## EXERCISE:
Word for word, return the lines below from the first through the line that has "point(1265, 226)", dropping the pictures.

START DATA FOR THE TASK

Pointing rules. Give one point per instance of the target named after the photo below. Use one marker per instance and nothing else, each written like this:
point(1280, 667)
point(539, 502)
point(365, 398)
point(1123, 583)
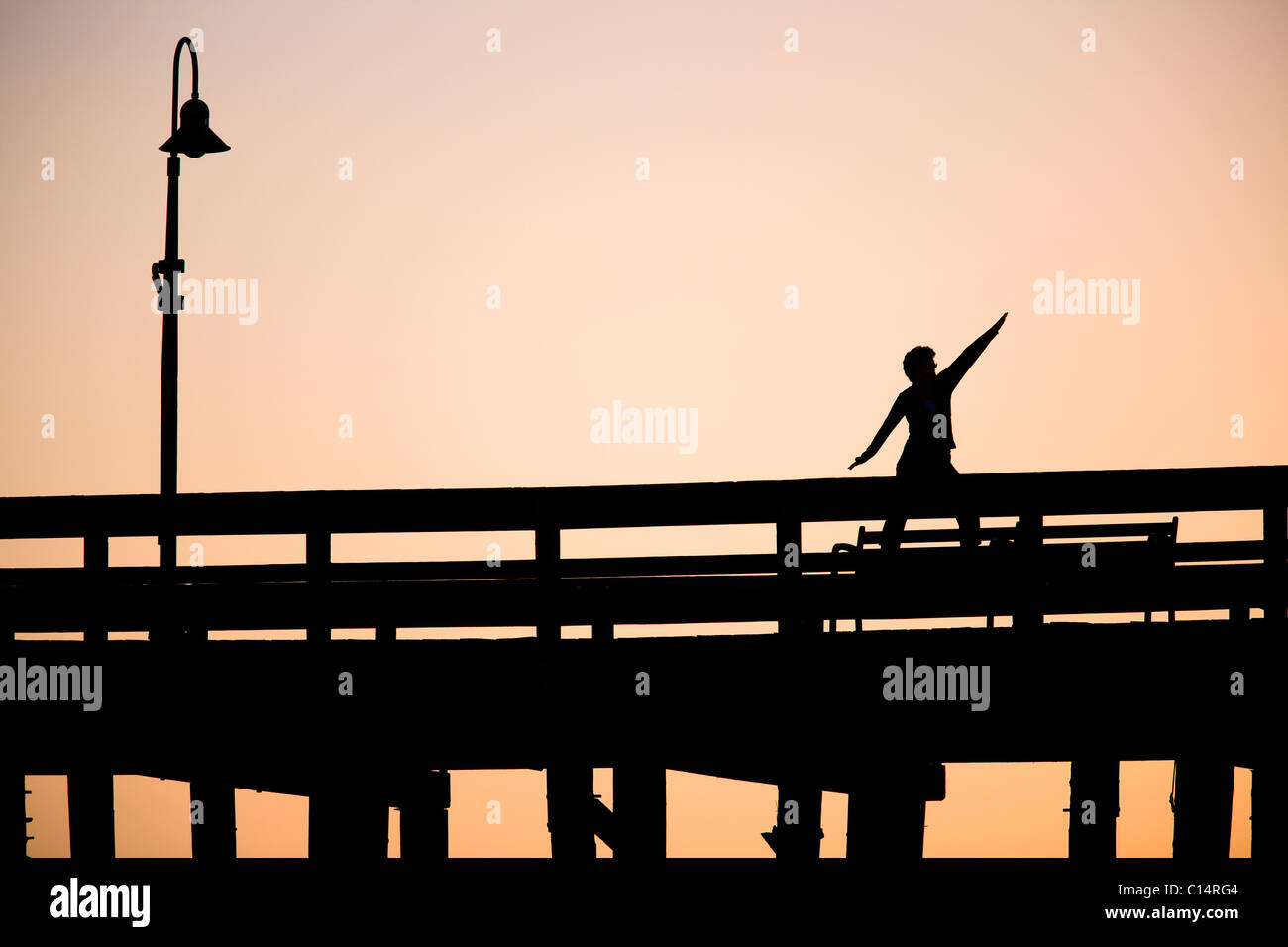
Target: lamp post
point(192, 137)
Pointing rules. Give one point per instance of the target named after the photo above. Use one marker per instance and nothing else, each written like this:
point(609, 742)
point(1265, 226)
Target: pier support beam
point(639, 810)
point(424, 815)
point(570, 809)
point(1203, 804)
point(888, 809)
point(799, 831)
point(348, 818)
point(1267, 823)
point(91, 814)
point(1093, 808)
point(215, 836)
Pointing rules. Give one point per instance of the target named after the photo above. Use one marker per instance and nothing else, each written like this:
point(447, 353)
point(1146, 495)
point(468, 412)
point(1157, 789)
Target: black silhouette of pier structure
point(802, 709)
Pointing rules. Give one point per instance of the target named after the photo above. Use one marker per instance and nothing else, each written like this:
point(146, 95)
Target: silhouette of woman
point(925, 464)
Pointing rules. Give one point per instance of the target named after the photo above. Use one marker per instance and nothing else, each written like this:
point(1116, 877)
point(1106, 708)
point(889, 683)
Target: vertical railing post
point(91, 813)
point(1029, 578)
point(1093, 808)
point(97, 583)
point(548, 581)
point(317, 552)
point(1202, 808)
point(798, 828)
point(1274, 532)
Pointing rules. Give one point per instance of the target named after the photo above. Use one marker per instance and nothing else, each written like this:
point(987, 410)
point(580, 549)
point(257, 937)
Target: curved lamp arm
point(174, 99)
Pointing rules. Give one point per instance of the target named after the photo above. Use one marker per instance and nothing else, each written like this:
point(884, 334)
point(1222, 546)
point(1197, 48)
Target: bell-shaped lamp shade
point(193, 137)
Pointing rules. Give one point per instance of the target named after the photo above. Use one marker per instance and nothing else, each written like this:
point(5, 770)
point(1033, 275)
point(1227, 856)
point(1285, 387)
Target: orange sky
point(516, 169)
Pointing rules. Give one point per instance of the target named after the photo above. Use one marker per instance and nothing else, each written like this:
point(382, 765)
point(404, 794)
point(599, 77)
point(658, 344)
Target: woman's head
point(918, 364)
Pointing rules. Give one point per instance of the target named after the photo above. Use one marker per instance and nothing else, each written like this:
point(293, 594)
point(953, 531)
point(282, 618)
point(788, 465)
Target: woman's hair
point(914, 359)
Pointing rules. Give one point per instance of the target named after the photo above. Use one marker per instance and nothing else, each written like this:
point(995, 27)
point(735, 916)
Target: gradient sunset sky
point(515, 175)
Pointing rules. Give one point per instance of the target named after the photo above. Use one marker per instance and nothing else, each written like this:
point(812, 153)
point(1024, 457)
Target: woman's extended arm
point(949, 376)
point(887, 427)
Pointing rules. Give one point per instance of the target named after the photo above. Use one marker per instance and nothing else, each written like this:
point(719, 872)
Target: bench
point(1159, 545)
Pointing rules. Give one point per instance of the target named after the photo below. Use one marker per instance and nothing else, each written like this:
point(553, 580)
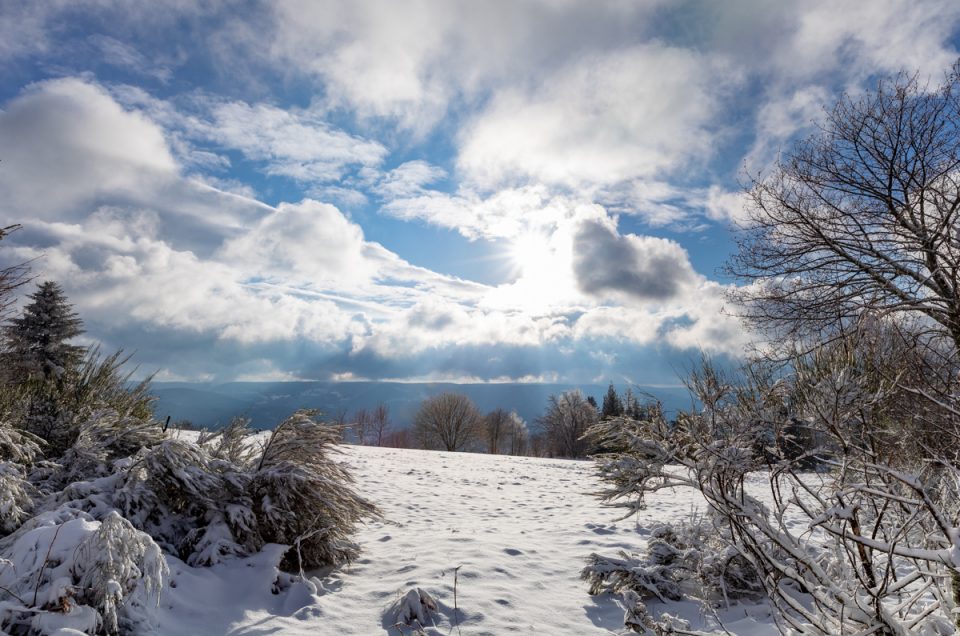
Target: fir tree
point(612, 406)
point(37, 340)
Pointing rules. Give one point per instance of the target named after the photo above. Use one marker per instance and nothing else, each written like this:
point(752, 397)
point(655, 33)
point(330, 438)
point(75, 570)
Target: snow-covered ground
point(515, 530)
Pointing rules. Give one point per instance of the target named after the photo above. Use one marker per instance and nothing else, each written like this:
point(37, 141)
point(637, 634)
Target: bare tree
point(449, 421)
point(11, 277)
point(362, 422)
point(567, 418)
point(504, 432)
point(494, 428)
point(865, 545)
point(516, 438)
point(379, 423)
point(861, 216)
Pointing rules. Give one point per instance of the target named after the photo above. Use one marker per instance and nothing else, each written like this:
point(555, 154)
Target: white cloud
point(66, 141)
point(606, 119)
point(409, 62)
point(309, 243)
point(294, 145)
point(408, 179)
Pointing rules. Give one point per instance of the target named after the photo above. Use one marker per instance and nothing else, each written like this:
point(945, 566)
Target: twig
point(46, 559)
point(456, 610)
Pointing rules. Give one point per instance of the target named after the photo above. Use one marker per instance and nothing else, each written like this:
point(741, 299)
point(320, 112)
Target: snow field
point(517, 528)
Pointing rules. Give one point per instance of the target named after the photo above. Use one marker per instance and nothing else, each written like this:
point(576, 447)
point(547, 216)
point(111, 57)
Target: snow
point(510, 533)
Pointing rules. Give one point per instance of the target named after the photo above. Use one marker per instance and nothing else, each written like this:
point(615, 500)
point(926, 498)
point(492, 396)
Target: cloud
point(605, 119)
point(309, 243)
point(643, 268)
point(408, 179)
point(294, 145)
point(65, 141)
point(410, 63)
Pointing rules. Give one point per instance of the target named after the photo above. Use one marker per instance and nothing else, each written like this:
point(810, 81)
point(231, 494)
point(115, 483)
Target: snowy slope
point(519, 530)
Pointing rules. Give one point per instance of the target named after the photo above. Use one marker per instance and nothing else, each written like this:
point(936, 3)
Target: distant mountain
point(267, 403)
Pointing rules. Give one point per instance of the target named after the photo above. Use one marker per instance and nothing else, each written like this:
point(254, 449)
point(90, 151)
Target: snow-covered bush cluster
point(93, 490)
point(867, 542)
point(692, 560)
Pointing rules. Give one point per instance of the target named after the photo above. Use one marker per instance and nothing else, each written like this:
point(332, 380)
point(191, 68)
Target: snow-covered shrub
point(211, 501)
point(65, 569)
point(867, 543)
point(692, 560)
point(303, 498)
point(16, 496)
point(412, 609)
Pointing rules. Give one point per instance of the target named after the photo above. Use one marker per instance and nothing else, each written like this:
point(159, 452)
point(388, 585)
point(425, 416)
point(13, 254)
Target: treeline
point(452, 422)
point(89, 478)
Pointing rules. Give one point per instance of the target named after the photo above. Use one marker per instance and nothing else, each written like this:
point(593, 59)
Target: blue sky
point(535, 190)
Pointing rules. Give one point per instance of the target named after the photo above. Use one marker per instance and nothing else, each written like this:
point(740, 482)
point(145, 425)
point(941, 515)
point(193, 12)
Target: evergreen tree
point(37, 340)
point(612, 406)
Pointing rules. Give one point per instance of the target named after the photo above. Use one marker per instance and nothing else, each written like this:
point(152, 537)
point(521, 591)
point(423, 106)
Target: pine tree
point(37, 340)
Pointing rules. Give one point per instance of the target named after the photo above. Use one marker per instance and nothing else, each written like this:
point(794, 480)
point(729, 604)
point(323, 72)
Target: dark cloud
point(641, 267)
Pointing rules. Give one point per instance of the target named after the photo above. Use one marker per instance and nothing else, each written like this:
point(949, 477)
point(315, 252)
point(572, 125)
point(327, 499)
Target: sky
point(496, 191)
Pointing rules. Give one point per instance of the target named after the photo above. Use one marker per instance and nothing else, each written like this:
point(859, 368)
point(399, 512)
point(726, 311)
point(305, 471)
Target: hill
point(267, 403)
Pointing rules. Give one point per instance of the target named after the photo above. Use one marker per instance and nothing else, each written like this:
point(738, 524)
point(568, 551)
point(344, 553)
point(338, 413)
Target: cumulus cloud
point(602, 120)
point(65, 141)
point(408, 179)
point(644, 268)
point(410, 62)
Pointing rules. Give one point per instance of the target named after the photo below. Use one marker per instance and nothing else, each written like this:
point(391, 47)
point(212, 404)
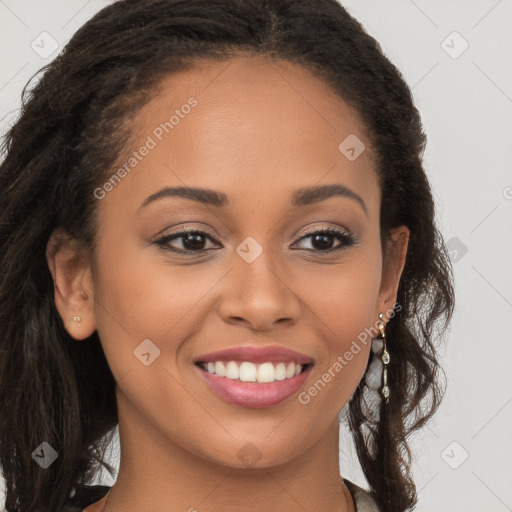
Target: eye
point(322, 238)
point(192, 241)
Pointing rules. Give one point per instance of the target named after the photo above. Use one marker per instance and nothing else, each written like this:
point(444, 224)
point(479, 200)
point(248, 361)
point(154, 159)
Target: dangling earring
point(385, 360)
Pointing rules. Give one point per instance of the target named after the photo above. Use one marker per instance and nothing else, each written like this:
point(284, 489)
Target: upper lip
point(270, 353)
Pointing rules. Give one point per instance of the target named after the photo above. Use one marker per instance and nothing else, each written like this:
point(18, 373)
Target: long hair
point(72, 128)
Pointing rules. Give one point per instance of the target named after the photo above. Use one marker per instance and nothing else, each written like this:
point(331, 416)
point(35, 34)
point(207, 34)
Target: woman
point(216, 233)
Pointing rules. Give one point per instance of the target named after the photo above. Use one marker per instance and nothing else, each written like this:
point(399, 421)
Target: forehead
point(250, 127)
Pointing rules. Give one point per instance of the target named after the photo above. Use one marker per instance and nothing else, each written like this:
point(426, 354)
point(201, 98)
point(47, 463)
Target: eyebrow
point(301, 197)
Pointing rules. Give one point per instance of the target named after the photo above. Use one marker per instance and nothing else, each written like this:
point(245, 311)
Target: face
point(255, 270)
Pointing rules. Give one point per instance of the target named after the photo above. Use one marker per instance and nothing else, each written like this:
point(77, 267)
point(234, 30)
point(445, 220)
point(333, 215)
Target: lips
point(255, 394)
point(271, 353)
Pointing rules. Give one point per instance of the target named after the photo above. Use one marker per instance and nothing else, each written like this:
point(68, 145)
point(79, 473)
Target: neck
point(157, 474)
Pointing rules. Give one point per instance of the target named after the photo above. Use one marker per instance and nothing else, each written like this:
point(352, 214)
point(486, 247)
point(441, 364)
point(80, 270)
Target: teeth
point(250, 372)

END DATA FOR THE TASK

## SOLUTION TO THIS PROBLEM:
Pointing rules. Give one point per instance of the target named after the photo below. Use one marker per instance and nothing else, each written like this:
point(1280, 667)
point(539, 502)
point(365, 398)
point(1123, 583)
Target: lamp post
point(192, 137)
Pointing rules. Give one point per instance of the target named after the photo above. Use one marker per instance and nothing else, each written like this:
point(609, 742)
point(1265, 226)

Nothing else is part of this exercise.